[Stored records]
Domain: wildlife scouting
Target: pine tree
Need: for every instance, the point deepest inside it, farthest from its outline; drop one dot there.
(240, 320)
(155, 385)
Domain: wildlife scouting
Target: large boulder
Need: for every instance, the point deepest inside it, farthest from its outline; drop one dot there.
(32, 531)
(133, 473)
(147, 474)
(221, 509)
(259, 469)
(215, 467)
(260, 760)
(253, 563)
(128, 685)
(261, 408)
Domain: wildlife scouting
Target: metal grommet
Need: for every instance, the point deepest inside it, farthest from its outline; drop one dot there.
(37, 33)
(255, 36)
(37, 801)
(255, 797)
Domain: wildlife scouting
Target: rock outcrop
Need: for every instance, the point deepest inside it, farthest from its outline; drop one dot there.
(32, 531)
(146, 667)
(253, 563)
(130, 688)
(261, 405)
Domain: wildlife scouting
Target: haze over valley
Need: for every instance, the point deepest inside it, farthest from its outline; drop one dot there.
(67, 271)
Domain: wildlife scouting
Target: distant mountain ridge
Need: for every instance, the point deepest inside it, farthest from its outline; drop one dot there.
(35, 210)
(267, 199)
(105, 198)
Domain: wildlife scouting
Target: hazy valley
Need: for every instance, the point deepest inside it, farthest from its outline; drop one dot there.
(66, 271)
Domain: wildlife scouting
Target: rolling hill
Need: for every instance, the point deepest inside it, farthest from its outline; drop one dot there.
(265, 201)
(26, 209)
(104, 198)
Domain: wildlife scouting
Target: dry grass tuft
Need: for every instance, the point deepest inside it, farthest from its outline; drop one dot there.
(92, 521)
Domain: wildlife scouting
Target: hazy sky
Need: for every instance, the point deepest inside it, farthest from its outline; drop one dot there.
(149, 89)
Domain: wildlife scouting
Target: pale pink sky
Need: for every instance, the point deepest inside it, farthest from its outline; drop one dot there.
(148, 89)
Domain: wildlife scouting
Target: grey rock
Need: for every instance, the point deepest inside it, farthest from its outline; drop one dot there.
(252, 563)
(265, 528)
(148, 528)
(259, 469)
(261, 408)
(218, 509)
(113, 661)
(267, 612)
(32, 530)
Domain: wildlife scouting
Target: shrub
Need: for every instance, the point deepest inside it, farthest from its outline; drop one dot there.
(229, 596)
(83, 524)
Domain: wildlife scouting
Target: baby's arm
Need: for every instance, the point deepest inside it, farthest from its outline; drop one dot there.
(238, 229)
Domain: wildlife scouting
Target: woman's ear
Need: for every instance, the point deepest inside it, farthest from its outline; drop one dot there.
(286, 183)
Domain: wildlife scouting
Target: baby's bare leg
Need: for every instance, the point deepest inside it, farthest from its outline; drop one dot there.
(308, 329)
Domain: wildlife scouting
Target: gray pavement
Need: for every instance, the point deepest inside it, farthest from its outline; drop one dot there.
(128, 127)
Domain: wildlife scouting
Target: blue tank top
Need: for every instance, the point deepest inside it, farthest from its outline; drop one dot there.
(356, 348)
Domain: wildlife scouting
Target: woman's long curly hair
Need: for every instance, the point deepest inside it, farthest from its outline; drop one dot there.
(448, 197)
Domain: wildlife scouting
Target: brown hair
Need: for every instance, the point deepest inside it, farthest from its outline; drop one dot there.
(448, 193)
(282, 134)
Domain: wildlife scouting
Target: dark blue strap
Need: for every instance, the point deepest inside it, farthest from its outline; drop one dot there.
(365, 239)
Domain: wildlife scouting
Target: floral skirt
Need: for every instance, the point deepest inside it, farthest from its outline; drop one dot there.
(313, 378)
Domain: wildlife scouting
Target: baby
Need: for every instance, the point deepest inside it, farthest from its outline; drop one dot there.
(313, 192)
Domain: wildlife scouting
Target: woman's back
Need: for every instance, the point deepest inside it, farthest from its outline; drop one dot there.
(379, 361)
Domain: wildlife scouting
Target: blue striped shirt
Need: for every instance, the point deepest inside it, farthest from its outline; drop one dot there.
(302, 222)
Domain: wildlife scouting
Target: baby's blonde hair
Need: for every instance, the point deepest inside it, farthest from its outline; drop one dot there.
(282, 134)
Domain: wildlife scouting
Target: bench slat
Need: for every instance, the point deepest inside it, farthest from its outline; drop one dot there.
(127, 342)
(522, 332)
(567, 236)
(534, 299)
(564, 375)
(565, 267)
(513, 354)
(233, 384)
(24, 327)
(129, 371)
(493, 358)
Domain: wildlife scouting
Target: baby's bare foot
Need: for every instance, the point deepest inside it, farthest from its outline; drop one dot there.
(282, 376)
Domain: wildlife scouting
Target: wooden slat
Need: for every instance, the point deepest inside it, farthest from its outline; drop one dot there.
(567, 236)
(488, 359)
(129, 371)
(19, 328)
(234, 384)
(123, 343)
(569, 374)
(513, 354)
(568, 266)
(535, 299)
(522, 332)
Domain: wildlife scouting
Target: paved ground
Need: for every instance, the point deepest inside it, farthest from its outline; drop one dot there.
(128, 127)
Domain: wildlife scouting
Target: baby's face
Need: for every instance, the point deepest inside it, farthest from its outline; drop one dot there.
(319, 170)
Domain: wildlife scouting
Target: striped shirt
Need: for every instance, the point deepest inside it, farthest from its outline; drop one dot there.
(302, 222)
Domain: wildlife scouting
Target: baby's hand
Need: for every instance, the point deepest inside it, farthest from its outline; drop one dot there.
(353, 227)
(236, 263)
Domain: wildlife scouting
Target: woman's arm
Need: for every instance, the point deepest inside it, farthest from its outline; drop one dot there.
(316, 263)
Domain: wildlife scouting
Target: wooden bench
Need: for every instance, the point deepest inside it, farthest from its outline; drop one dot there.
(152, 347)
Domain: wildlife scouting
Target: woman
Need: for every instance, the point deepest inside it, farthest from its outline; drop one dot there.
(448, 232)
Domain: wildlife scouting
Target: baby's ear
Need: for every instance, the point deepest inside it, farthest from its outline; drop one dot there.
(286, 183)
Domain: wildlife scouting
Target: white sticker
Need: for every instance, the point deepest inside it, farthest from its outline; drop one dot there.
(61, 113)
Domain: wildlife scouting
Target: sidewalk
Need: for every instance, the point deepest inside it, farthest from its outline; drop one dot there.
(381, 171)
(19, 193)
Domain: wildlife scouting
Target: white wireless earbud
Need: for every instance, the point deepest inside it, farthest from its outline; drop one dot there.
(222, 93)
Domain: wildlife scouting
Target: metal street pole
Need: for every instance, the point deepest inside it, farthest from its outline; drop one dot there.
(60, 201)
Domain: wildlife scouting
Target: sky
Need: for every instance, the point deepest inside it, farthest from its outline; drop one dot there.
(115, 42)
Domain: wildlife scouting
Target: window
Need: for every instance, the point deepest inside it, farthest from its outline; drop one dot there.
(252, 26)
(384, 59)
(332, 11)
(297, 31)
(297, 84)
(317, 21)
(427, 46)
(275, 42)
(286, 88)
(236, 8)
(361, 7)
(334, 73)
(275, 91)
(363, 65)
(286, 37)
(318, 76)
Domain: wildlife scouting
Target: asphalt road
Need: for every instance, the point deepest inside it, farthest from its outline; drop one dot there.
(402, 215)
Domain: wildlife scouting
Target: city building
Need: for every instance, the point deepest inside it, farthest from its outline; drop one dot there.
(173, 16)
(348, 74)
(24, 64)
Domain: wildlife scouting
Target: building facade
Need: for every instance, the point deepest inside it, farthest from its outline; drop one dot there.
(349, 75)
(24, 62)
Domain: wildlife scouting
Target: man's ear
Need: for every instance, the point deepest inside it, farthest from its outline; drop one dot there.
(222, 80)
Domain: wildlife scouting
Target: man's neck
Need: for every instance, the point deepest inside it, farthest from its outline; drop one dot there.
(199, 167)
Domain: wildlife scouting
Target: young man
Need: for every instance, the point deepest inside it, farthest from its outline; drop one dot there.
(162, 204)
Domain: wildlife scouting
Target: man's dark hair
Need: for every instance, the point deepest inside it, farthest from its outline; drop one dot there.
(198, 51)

| What the task asks |
Return the lines above precisely as they appear, beginning at the first line and ending at the line with "Target: pale pink sky", and nothing after it.

| Solution for this exercise |
Domain: wildlife scouting
Target: pine tree
Need: for every instance, the point deepest inside it, farthest from its outline; drop one dot there.
(240, 320)
(155, 385)
Domain: wildlife scouting
Target: large boulder
Need: for every instance, the point deepest inside it, farthest from its outline; drop one dot there.
(32, 531)
(133, 473)
(147, 474)
(221, 509)
(259, 469)
(215, 467)
(260, 760)
(253, 563)
(128, 685)
(261, 408)
Domain: wildlife scouting
Target: metal grommet
Need: for every instance, the point deepest inside it, farthest from its outline; drop one dot there.
(37, 33)
(255, 36)
(37, 801)
(255, 797)
Domain: wildlife scouting
Target: rock outcrop
Need: for every instance, the point deepest inside it, farthest from its outline; drop one dot there.
(32, 531)
(146, 667)
(253, 563)
(130, 688)
(261, 405)
Domain: wildlife scouting
Target: haze over valley
Need: for every instance, the point deepest inside it, farthest from its outline; drop one dot there.
(67, 271)
Domain: wildlife scouting
Target: distant mountain ridge
Need: for every instance, the point deepest inside it, farthest from its outline; drop one dot there.
(35, 210)
(267, 199)
(105, 198)
Domain: wildlife scouting
Target: hazy valley
Need: for every instance, the point deepest inside it, farthest from its outline; drop one dot there.
(66, 271)
Domain: wildlife scouting
Target: rolling hill
Need: for every instance, the point deepest inside it, farthest from its outline; drop one dot there.
(265, 201)
(26, 209)
(104, 198)
Domain: wildlife scouting
Target: dry grass tuft
Need: for every instance, the point deepest inside it, farthest from its outline; drop one dot there.
(92, 521)
Domain: wildlife scouting
Target: hazy sky
Need: for every instance, the point deepest inside it, farthest from its outline; drop one dot there.
(149, 89)
Domain: wildlife scouting
Target: pale pink sky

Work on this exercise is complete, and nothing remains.